US scraps fucking stupid “seven dirty words” ban
Neustar and the US government have agreed to dump their longstanding ban on profanity in .us domains.
A contract change quietly published in July has now made it possible to register .us domains containing the strings “fuck”, “cunt”, “shit”, “piss”, “cocksucker”, “motherfucker” and “tits”.
These are the so-called “seven dirty words” popularized by a George Carlin comedy routine and incorporated into US censorship law via the Supreme Court decision Federal Communications Commission v Pacifica Foundation in 1978.
Neustar banned the strings from .us when it originally won the registry contract from the National Telecommunications and Information Administration in 2002, and kept it upon renewal.
Until recently, it was conducting post-registration reviews of new .us domains and suspending names that used the strings in sweary contexts.
However, a July contract amendment (pdf) has released Neustar from this duty, allowing registrants to register whatever the fuck they want.

== Exercise tasks ==
1. In two sentences, what does the article on the .us profanity ban report?
2. Continue the article on the .us profanity ban after its final sentence.
These items have no connection to the article on the .us profanity ban.

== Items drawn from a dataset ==
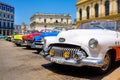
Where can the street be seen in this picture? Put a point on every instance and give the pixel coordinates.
(19, 63)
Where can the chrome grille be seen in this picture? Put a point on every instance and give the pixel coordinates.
(59, 51)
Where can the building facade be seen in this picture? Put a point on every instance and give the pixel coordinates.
(97, 9)
(17, 29)
(6, 19)
(48, 21)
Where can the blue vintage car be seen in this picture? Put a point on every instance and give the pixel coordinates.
(38, 40)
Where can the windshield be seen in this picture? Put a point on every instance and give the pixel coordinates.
(101, 24)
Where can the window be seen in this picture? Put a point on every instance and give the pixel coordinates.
(56, 21)
(118, 6)
(80, 14)
(12, 25)
(61, 19)
(96, 10)
(107, 8)
(88, 12)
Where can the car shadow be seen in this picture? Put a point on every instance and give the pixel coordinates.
(80, 72)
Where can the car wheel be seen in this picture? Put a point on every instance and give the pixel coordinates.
(106, 64)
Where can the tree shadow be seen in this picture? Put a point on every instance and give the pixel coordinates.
(80, 72)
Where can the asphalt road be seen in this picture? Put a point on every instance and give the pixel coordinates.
(19, 63)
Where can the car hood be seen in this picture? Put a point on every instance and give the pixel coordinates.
(18, 37)
(84, 35)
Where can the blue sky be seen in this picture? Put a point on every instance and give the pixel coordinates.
(24, 9)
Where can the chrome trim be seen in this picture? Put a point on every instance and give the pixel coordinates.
(82, 62)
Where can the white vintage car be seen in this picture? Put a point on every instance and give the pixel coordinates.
(96, 44)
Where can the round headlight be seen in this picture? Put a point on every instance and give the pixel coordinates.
(93, 43)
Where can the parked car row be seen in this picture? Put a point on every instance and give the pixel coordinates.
(95, 43)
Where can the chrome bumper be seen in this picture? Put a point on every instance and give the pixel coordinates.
(82, 62)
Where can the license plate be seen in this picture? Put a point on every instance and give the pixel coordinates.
(57, 60)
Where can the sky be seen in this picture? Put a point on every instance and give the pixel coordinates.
(24, 9)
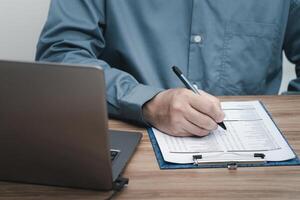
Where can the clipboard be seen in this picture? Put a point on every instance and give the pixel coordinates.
(163, 165)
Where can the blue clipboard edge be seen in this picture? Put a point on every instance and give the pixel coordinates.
(163, 165)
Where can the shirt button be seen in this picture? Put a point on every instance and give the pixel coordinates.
(197, 38)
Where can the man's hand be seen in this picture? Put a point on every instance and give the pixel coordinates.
(180, 112)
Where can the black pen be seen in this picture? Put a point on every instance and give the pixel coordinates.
(188, 85)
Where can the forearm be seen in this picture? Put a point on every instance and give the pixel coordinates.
(71, 37)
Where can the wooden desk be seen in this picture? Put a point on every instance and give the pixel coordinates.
(147, 181)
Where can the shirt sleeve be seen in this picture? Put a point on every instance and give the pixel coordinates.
(73, 33)
(292, 42)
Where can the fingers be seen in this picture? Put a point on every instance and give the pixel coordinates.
(180, 112)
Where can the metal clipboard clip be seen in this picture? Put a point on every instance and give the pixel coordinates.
(231, 165)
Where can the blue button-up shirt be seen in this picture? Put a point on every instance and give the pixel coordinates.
(225, 47)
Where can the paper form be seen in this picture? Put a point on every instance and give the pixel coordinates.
(249, 129)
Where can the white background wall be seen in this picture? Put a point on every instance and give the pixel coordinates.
(21, 22)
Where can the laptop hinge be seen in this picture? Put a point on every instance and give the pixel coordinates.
(119, 184)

== Task-by-task outputs ==
1. Neustar and the US government have dropped the ban on registering .us domains that contain the "seven dirty words," a list popularized by a George Carlin routine and written into US censorship law by a 1978 Supreme Court decision. Neustar had banned the strings since winning the registry contract in 2002, reviewing new .us domains and suspending names that used them in sweary contexts, until a July contract amendment released it from that duty.

2.
According to the Electronic Frontier Foundation, the change came about after itself and the Cyberlaw Clinic at Harvard Law School complained to the government about the suspension of the domain fucknazis.us, which registrant Jeremy Rubin had been using to raise money to fight the extreme right in the US.
That domain was registered in late 2017, but Neustar appears to have been discussing whether to repeal the idiotic ban in various policy groups for at least three years.
When Network Solutions was the sole registrar for .com, .org and .net it too banned the seven dirty words but this practice fizzled out after ICANN introduced competition into the registrar space almost two decades ago.